From the passage on school improvement and charters, list each shortcoming it attributes to many traditional school district leaders.

(Quoted passage)
— BEGIN —
Moreover, developing state and
district policies to promote coherence is in its infancy. Many traditional
school district leaders still follow the dubious approach of heavy reliance on
test-based accountability by top-down pressure, are hampered by bureaucratic
inertia and politics, adopt single-shot strategies, or are not willing to shift
management philosophy and organization to a more balanced approach. Many
charters follow a simplistic model of instruction, philosophy, or management
which relies on churning through lower-paid new teachers and neglects long-term
team-building. Some are under the control of martinets, or have terrible
working conditions for staff and suffer extremely high attrition rates and low
morale.
To their credit some CMO’s and
individual charters have identified deficiencies, shallow learning, or
excessive attention to test prep and have undertaken corrective action. For
example, some have recognized the problems of a harsh “no excuse” approach and
became more supportive of students and staff; others such as the Kipp
organization have found problems of performance by their graduates in college
and revamped their programs.
For an excellent example of what
needs to happen at schools and districts or CMO’s) with supportive state
policies see Paul Cobb et al.’s book, Systems for Instructional Improvement.
This book is a must read for what it actually takes to improve instruction at
the school and district level and where things go wrong. It also includes the
latest research on these issues and suggests further avenues of investigation.
Even though the context is middle grade math using a more constructivist math
program, the lessons learned apply to any proposed strategy for improvement or
use of materials. Cobb’s conclusions are supported by findings from a large
number of improvement initiatives such as the Math in Common folks (a large,
foundation funded math improvement effort in California) and many of our most
insightful researchers.
THOUGHTS ON CHARTERS
There still seems to be a strong
commitment by reformers to charters as a major and necessary component of
improvement efforts. There are some excellent charters (my favorites in
California are the Aspire network and High Tech High). Charters should be an
important element in school improvement efforts—as centers of energy for
ambitious practitioners, as lighthouses for innovation, and as providing
parents with more choices. Yet, they are not a panacea capable of
single-handedly improving or replacing traditional public school and often
become the exclusive recipient of reform fervor to the detriment of other
essential strategies. On the whole they do no better than traditional public
schools and even when some subset performs better, the effect size is
minuscule.
— END —
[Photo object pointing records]
— BEGIN —
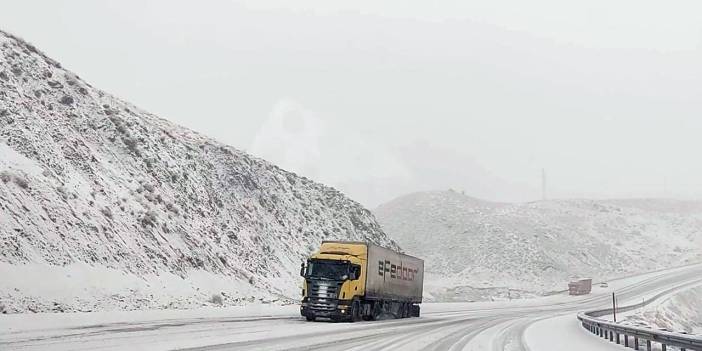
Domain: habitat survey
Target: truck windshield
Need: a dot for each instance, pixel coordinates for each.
(327, 269)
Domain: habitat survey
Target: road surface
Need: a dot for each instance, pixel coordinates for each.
(492, 326)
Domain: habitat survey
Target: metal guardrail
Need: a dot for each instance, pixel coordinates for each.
(632, 336)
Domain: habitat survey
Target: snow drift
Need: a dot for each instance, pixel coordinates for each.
(103, 205)
(681, 312)
(476, 250)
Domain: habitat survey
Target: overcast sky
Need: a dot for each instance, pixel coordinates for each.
(382, 98)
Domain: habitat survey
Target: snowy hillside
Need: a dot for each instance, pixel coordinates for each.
(475, 250)
(681, 312)
(103, 205)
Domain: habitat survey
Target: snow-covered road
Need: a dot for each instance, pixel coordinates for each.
(536, 324)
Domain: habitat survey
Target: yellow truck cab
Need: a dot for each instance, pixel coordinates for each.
(356, 280)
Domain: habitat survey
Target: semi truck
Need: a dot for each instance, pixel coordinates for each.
(352, 281)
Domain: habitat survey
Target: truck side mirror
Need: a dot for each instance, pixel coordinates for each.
(355, 272)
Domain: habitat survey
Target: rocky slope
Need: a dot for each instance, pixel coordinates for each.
(476, 249)
(103, 205)
(681, 312)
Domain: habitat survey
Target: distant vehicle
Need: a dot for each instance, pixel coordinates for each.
(350, 281)
(580, 287)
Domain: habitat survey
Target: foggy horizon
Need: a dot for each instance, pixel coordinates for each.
(467, 97)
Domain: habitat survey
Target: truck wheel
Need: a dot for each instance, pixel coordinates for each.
(377, 310)
(356, 311)
(415, 311)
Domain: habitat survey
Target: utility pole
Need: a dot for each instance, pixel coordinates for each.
(614, 308)
(543, 184)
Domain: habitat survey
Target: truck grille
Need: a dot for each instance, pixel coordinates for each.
(323, 295)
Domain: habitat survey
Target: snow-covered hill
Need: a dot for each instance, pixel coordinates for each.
(681, 312)
(475, 249)
(103, 205)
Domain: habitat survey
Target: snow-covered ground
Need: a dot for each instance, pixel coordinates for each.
(546, 323)
(483, 250)
(104, 206)
(678, 312)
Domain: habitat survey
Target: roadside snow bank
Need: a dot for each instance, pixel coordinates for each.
(681, 312)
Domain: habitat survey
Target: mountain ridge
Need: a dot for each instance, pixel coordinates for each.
(89, 179)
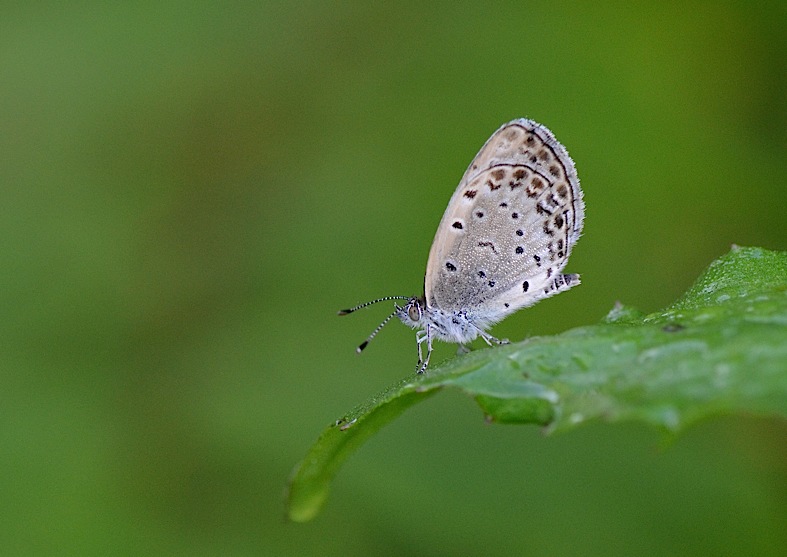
— END —
(Exercise answer)
- Heavy reliance on test-based accountability by top-down pressure
- Being hampered by bureaucratic inertia and politics
- Adopting single-shot strategies
- Unwillingness to shift management philosophy and organization to a more balanced approach